* [Work order]: All of the data below is to be output exactly as written.

--- Given records Enclosed Below ---

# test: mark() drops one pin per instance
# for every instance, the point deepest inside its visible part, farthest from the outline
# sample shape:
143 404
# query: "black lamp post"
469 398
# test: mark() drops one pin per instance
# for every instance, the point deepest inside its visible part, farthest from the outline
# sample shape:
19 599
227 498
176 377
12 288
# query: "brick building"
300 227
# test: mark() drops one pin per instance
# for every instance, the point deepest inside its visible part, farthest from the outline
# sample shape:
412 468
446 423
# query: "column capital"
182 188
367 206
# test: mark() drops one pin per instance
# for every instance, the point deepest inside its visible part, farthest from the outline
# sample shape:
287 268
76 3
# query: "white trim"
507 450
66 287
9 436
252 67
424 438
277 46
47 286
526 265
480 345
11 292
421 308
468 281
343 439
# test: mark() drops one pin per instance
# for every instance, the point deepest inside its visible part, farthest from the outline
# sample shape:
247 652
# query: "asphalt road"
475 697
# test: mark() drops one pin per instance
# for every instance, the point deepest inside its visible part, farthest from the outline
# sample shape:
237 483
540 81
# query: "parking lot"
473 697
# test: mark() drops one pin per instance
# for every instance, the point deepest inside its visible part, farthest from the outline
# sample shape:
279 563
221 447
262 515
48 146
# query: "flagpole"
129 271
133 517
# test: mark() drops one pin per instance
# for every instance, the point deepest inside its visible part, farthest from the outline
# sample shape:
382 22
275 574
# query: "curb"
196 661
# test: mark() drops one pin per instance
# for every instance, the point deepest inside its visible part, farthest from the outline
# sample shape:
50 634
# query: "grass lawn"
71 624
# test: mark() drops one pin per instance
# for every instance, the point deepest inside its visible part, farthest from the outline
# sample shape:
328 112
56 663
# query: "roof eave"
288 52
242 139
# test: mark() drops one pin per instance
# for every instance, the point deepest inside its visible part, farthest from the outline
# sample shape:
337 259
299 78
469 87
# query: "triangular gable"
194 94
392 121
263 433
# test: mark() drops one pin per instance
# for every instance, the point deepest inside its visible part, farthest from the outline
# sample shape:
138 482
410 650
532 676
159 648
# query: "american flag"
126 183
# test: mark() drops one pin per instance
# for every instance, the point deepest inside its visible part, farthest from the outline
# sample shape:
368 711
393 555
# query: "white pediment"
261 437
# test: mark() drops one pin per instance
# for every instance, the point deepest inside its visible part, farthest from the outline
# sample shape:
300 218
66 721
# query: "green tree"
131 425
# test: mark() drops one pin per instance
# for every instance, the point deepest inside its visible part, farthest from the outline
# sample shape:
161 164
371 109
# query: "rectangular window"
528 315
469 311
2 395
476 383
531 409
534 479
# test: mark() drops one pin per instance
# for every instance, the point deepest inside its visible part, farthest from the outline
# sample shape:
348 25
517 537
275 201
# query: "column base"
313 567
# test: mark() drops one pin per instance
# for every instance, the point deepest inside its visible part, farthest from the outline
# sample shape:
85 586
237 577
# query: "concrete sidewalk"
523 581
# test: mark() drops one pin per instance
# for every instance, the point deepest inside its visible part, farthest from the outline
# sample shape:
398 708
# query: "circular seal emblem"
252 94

--- End of Enclosed Given records ---

* [Output of the task]:
# test: mark() drops one pin per instance
# for every instance, the point deepest inside its visible part, farthest from the outline
# sample shape:
143 404
# query: "black lamp post"
469 398
# test: mark() drops one pin per instance
# for every instance, the point deepest inside its visible part, farthest from the outline
# sample shape:
19 599
227 498
176 377
12 288
# query: "brick building"
300 227
# test: mark() drops one pin per instance
# for every instance, the point deepest inside its visible part, farthest from the outline
# sample shape:
412 468
446 423
# query: "column capital"
182 188
367 206
# test: mark() drops one pin per instance
# for every instance, the point deepest inside its visible part, farthest from the outline
# sample shape:
287 268
76 3
# query: "white trim"
507 450
66 287
9 436
252 67
424 438
277 46
47 286
526 265
480 345
11 292
421 308
468 281
343 439
# test: mark() drops one pin per instance
# for every instance, the point deepest inside its visible part, farthest from the outline
# sample shape:
247 652
# query: "asphalt road"
475 697
# test: mark() drops one pin per instance
# for every instance, the point deepest inside its visible part, farthest from the outline
# sample shape:
237 483
540 81
# query: "parking lot"
473 697
# test: mark() drops one pin per instance
# for every instance, the point deepest inside its visible part, farthest from the outline
# sample shape:
279 563
221 447
262 515
48 146
# query: "flagpole"
129 271
133 517
# test: mark() drops one pin per instance
# for every instance, the point deepest inside its visible part, farthest from the outline
# sample shape:
382 22
275 574
# query: "curb"
196 661
# test: mark() drops one pin per instance
# for every instance, the point deepest inside its visible part, farthest from the outline
# sample shape:
50 634
# query: "grass lawn"
71 624
# test: mark() drops one pin per instance
# for every instance, the point deepest inside its visible part, farthest from the outline
# sample shape:
328 112
56 663
# query: "roof eave"
288 52
242 139
# test: mark() drops one pin per instance
# for every instance, the point deepest inside its visible part, farthest from the outline
# sample shape:
337 259
299 78
469 87
# query: "triangular gable"
194 94
392 121
263 433
# test: mark() drops one pin per instance
# for every instance, the point deepest inside its visible part, farthest from the outline
# sample shape:
138 482
410 650
532 676
159 648
# query: "american flag"
126 183
# test: mark() drops one pin per instance
# for every instance, the point deepest inside its visible part, farthest from the outline
# sample shape:
368 711
393 555
# query: "white pediment"
261 437
# test: mark() drops one pin per instance
# for every instance, the point deepest inside its visible part, farthest from the outline
# sample shape:
300 218
66 721
# query: "green tree"
131 425
# test: mark() drops one pin per instance
# for every instance, the point deepest inside its visible part, farthest from the outline
# sample shape:
161 164
371 109
# query: "rectangular window"
528 315
469 311
2 395
476 383
531 409
534 479
# test: mark() drops one pin per instance
# for every instance, the point deepest inside its visible part, farthest from the outline
# sample shape:
348 25
517 537
275 201
# query: "column base"
313 567
# test: mark() drops one pin per instance
# for every instance, the point deepest inside its visible part, farthest from the outline
# sample shape:
85 586
237 577
# query: "concrete sidewalk"
523 581
# test: mark() drops one pin per instance
# for every instance, the point deepest inside its visible part, farthest from the outline
# sample shape:
398 708
# query: "circular seal emblem"
252 94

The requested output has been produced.